Records excerpted from a collection:
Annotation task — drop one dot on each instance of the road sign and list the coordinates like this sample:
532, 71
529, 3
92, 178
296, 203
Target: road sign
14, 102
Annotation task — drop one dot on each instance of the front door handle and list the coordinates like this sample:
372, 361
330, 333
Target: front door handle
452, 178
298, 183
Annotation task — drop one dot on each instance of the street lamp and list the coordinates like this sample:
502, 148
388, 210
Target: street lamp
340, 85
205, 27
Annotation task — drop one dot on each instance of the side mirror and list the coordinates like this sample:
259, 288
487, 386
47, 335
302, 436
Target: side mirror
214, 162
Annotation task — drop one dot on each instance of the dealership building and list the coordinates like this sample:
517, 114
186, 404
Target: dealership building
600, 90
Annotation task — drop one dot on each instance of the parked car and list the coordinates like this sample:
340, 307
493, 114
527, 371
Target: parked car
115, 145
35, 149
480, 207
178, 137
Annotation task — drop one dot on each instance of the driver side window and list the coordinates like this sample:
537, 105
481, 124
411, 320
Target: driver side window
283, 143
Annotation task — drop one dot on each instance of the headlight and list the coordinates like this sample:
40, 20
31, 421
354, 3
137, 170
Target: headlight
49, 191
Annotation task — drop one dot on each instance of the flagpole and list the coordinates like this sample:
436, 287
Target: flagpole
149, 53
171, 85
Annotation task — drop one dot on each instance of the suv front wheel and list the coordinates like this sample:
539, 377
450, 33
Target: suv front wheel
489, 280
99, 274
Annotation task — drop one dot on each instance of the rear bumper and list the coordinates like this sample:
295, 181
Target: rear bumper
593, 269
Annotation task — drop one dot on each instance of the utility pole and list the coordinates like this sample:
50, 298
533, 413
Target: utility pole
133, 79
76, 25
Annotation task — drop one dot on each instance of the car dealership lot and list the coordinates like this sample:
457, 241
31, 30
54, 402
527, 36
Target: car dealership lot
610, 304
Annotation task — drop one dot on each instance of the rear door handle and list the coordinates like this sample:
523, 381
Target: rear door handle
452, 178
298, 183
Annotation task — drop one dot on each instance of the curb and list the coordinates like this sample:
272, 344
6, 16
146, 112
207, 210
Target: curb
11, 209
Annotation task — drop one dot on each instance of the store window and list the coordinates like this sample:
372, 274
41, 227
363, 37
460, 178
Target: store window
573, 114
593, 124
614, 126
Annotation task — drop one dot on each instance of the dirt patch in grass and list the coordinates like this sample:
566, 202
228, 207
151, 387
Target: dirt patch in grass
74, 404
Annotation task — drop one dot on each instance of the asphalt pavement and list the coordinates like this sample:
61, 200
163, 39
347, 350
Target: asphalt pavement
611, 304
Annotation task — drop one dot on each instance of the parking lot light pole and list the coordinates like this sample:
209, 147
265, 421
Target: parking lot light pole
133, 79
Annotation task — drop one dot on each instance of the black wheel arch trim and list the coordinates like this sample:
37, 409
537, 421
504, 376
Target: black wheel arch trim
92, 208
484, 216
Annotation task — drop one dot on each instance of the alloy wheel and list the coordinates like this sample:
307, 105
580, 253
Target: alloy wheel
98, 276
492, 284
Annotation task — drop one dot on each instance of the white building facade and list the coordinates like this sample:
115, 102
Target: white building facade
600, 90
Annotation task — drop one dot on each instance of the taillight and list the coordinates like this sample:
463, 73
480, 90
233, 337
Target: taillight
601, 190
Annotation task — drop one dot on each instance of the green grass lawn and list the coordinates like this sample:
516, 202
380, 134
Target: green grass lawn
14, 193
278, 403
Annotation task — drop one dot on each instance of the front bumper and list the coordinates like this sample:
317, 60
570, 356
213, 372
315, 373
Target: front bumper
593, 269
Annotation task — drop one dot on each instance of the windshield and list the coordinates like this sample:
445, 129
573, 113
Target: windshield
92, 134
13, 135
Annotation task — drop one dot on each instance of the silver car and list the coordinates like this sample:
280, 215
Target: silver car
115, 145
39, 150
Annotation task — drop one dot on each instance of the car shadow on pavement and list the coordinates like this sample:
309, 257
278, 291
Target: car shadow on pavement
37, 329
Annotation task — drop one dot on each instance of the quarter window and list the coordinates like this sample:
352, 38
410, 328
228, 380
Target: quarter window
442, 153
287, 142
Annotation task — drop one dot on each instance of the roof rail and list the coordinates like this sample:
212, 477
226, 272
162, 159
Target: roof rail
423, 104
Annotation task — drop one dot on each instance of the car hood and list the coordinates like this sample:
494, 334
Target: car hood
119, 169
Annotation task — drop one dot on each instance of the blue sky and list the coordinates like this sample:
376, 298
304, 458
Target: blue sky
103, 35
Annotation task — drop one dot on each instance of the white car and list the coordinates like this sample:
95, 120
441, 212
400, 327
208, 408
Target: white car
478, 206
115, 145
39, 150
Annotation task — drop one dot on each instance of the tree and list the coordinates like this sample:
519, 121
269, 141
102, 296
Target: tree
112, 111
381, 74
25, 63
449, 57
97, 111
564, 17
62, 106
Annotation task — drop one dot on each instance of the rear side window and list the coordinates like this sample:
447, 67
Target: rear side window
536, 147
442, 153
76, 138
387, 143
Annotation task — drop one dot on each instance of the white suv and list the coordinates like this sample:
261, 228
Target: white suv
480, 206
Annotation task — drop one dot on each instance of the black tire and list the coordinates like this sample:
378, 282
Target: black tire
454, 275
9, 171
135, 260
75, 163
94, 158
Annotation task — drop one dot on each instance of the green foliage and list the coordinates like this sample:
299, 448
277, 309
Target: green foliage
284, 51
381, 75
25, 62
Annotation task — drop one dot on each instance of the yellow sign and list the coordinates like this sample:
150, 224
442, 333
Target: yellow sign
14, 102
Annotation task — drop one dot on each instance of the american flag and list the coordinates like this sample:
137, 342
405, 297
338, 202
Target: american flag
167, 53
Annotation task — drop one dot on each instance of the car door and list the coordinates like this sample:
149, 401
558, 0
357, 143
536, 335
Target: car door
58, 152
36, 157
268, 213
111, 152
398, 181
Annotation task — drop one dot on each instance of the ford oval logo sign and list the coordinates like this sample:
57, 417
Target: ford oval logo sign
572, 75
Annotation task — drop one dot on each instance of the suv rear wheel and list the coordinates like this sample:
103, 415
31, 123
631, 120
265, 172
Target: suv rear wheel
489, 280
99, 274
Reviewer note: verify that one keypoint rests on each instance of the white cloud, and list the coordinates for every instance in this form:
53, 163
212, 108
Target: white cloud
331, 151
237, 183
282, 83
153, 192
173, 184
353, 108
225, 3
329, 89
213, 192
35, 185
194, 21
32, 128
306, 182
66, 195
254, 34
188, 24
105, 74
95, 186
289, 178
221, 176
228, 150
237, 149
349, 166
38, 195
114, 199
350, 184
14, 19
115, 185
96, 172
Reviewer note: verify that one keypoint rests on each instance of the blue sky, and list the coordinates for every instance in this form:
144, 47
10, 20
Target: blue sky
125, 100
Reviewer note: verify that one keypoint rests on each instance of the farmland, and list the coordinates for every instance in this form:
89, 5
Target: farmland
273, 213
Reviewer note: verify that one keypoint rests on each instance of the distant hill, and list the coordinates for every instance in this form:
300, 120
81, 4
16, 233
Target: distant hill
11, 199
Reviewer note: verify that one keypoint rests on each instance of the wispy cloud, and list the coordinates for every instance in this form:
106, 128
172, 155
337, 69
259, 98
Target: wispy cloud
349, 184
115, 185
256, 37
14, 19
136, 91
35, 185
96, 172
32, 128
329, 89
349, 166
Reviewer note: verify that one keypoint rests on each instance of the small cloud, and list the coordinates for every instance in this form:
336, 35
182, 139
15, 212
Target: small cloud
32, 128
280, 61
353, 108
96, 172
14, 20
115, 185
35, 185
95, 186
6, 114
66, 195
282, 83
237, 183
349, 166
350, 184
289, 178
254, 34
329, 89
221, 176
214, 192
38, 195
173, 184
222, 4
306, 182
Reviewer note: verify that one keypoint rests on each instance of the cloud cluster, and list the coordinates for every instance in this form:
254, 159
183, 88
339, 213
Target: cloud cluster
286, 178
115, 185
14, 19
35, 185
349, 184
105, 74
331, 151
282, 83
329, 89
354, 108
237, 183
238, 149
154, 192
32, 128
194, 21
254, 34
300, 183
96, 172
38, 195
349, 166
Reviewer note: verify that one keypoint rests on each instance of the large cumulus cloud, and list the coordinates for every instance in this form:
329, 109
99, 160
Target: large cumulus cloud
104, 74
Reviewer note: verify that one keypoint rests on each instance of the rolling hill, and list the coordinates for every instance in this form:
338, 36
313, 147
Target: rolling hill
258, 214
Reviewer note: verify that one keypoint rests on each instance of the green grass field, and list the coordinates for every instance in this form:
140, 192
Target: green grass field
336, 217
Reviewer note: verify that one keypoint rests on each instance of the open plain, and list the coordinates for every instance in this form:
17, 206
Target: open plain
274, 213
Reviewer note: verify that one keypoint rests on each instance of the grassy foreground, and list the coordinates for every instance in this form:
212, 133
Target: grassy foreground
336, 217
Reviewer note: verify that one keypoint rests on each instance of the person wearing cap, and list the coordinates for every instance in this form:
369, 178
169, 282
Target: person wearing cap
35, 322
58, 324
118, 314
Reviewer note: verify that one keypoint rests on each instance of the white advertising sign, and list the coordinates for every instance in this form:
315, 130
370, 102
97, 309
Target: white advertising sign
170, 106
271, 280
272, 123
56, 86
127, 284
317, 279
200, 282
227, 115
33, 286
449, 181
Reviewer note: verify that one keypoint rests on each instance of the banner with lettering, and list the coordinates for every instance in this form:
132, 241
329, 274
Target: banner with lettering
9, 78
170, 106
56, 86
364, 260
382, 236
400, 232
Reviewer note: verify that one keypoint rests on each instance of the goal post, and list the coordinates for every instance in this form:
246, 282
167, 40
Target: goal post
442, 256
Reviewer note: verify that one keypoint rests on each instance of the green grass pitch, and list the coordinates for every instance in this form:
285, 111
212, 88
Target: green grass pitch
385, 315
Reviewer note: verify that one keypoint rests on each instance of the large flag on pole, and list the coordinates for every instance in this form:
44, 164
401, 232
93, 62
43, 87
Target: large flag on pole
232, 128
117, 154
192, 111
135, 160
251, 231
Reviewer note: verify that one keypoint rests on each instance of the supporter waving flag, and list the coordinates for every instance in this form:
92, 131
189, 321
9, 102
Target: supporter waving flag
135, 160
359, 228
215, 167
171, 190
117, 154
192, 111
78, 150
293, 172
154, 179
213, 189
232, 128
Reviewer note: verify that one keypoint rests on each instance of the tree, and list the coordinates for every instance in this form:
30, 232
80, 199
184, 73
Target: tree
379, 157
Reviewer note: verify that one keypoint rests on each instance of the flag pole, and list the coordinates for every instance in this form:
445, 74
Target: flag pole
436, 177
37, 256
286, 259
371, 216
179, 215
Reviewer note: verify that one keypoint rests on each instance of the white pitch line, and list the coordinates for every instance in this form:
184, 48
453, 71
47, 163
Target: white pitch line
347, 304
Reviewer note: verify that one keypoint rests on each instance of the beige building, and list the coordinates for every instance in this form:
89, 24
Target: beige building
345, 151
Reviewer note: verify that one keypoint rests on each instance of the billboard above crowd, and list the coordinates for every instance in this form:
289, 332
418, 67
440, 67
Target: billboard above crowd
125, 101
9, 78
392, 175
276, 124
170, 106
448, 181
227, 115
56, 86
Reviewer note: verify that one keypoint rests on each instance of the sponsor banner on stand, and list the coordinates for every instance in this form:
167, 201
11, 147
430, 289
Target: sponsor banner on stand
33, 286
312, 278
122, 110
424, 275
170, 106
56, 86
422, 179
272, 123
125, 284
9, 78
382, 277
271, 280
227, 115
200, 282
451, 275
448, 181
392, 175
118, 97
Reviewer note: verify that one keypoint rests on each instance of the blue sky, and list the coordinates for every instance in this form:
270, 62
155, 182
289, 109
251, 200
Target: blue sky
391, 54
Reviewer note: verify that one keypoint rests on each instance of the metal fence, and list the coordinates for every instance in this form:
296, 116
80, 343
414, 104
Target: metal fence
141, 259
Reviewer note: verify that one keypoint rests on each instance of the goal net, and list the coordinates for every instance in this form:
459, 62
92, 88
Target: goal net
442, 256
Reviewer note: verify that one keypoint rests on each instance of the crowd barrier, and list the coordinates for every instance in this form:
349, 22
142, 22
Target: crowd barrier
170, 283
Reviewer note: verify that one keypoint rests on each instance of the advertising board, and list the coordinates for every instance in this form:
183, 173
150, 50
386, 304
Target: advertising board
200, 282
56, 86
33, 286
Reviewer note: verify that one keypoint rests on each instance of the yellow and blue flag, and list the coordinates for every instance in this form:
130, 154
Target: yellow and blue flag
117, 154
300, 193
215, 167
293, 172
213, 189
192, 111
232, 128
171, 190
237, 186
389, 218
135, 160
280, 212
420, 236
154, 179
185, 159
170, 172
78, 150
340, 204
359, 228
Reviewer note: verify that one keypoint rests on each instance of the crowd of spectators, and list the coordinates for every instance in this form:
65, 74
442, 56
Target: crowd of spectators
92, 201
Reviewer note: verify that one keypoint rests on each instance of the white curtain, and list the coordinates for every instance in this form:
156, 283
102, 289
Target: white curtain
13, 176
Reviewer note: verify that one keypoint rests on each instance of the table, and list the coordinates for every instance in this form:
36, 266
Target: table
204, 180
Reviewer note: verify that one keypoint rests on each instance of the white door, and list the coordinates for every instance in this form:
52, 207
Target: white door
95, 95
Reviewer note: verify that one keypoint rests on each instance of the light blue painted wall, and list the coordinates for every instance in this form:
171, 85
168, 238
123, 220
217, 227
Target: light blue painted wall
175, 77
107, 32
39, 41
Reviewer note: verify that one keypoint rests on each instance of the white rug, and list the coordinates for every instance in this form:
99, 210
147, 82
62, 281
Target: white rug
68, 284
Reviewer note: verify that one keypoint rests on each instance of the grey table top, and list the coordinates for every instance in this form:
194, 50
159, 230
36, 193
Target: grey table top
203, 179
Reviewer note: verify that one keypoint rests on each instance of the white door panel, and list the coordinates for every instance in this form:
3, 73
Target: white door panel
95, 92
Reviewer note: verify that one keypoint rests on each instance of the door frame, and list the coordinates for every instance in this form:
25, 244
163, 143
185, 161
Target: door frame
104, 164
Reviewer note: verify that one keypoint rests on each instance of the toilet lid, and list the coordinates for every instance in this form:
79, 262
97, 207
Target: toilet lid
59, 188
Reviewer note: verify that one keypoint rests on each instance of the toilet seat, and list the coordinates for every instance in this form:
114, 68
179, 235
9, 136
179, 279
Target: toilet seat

**YOUR GOAL**
Look over the data above and show each line that contains "seat".

**ANSWER BOX**
Reviewer note: verify that one keypoint rests on each instance of the toilet seat, and list the coordinates for every instance in this form:
Target: toilet seat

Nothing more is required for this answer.